**What this task involves:** List every line of the material that contains the word "shown", matching case exactly.

**Exercise input:**
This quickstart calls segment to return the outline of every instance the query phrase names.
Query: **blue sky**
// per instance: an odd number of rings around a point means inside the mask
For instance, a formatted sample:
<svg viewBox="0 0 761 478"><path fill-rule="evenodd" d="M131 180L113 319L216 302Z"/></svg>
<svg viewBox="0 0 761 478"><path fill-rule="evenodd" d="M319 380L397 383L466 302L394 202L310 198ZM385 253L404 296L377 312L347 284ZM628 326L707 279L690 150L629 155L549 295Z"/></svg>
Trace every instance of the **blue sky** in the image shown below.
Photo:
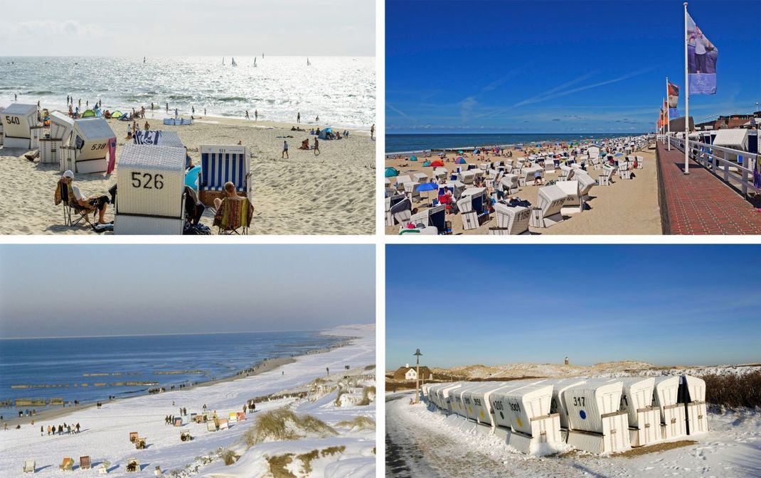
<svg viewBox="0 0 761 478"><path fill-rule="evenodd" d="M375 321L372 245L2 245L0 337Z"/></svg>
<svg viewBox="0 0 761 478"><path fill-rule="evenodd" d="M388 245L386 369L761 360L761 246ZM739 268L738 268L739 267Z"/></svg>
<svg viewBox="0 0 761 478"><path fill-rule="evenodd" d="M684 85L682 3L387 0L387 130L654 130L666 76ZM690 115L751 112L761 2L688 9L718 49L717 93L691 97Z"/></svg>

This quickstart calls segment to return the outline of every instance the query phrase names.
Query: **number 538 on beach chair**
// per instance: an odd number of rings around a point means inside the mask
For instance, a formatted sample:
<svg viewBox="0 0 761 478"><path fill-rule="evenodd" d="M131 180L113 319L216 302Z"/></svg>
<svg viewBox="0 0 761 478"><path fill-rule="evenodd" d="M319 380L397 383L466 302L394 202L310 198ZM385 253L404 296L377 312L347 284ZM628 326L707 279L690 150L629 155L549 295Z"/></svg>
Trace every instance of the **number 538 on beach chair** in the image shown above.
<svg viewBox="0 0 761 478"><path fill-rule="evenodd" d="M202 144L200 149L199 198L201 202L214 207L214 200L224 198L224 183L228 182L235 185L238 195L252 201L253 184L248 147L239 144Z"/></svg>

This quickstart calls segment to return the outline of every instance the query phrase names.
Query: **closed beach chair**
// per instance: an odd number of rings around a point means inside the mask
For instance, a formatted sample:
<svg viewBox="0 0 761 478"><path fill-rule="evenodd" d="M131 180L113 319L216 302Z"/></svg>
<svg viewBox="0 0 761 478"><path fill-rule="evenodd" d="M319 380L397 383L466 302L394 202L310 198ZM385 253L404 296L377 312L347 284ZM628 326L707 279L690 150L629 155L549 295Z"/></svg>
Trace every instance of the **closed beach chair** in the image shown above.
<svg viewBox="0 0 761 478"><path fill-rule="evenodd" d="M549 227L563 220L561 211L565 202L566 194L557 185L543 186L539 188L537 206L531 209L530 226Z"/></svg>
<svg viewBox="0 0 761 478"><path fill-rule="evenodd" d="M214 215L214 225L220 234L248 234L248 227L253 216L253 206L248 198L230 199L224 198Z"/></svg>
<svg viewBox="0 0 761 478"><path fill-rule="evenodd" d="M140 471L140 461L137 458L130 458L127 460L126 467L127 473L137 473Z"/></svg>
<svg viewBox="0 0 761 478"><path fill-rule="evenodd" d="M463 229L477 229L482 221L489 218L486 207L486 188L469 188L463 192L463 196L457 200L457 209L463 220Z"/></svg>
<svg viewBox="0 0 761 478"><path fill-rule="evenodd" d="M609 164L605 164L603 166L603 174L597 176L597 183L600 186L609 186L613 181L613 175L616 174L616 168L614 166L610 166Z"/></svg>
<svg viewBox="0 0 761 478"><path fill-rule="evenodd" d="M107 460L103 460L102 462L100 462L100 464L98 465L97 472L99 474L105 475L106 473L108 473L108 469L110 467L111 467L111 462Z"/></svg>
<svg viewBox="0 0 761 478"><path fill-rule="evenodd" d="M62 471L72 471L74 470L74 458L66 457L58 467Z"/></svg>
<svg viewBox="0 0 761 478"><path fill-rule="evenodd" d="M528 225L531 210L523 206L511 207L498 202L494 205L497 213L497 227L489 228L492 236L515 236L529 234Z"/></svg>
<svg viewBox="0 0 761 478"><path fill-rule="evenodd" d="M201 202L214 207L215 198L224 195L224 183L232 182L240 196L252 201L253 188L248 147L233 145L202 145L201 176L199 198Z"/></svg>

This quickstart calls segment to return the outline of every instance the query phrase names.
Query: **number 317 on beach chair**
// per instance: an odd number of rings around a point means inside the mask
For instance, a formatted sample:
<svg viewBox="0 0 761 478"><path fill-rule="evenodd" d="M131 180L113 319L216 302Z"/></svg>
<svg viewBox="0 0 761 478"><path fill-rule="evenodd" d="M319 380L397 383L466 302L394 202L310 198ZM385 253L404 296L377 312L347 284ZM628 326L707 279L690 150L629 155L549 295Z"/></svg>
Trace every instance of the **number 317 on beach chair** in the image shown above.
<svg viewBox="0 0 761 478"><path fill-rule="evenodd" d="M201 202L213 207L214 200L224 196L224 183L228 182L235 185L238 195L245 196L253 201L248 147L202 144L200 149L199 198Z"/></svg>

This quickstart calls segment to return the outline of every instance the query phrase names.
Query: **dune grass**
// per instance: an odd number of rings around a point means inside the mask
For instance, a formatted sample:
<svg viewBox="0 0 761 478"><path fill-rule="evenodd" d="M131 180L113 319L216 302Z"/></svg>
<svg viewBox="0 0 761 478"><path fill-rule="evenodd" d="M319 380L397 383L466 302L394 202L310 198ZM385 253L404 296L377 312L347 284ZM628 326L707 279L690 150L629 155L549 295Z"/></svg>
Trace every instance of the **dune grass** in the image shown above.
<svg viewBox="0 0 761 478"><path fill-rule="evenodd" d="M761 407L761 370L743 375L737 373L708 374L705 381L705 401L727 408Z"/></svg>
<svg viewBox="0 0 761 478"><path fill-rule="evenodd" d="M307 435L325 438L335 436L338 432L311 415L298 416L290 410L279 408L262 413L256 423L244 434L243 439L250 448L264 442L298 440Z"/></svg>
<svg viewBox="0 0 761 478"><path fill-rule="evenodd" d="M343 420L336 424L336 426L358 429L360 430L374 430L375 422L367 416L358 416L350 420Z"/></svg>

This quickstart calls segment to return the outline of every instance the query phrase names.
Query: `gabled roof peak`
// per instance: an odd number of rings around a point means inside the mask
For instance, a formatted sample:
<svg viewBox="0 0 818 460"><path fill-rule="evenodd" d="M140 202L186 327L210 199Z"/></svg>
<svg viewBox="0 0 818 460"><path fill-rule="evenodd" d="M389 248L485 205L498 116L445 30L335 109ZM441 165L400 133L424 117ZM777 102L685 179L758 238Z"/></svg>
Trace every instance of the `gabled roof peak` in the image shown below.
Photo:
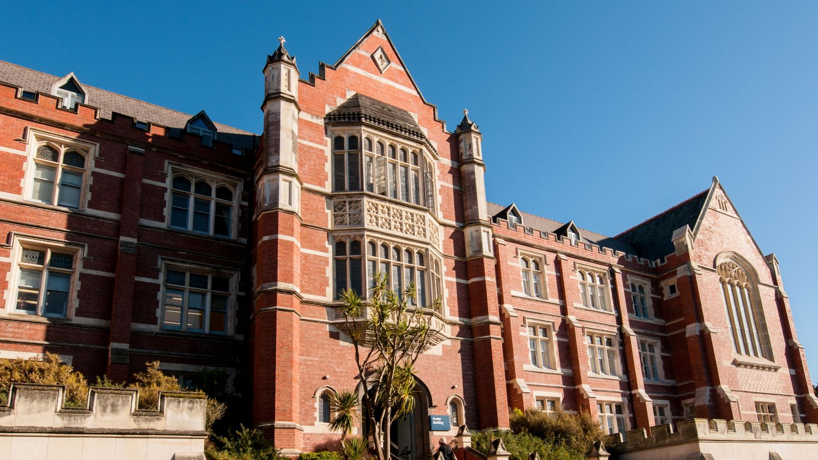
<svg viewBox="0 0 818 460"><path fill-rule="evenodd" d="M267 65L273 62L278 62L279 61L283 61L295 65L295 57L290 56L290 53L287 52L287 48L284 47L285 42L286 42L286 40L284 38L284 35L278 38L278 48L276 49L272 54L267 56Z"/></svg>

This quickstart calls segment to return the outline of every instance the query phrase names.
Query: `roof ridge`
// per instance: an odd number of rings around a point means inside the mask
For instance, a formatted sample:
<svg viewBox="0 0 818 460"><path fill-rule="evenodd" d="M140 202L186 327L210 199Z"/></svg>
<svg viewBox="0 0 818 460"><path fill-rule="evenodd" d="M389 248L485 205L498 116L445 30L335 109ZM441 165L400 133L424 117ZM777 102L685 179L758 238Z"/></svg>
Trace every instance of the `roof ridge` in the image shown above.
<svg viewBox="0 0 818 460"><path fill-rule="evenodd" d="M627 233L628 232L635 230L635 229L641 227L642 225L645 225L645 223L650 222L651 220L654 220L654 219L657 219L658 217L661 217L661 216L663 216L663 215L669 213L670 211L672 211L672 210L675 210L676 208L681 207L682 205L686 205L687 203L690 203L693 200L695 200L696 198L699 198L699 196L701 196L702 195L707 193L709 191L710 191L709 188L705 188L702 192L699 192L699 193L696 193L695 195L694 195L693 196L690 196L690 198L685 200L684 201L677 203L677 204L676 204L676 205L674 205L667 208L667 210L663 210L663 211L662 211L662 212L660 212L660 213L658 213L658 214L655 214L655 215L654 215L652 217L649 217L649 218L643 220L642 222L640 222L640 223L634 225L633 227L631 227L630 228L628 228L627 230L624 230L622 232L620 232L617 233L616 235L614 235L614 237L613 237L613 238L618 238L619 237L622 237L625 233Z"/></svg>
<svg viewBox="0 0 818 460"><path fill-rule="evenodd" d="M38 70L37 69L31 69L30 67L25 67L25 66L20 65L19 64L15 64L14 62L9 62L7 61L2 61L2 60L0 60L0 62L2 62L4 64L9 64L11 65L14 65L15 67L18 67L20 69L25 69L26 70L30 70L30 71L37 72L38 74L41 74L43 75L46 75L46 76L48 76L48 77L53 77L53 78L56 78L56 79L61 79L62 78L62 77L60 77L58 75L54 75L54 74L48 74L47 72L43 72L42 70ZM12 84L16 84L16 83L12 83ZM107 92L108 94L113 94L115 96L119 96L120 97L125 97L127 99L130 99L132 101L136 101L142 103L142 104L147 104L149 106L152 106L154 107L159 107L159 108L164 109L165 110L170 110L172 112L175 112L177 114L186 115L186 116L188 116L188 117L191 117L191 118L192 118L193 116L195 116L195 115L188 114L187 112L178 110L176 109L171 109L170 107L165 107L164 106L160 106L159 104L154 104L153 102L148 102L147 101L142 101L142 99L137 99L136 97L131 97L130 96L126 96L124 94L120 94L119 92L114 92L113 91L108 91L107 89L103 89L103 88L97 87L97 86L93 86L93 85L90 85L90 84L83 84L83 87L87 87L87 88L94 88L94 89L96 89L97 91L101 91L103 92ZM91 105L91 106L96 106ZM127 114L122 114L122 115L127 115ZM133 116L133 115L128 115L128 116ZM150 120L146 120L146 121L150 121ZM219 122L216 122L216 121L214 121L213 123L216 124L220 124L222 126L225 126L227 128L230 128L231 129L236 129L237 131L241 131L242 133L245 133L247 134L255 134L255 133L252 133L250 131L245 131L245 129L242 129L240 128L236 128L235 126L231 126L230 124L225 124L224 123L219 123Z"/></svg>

**Exercise result:**
Trace every instance of the **blue sky** in the image shown below.
Trace every instance of the **number 538 on beach chair** in the image shown above.
Trace every instance of the **closed beach chair** in the image shown above.
Trace every instance of the **number 317 on beach chair** in the image shown above.
Trace every instance of the **dune grass** in the image shown above.
Trace every instance of the `gabled roof peak` in the image shown below.
Trace every instance of the `roof ridge` in the image shown above.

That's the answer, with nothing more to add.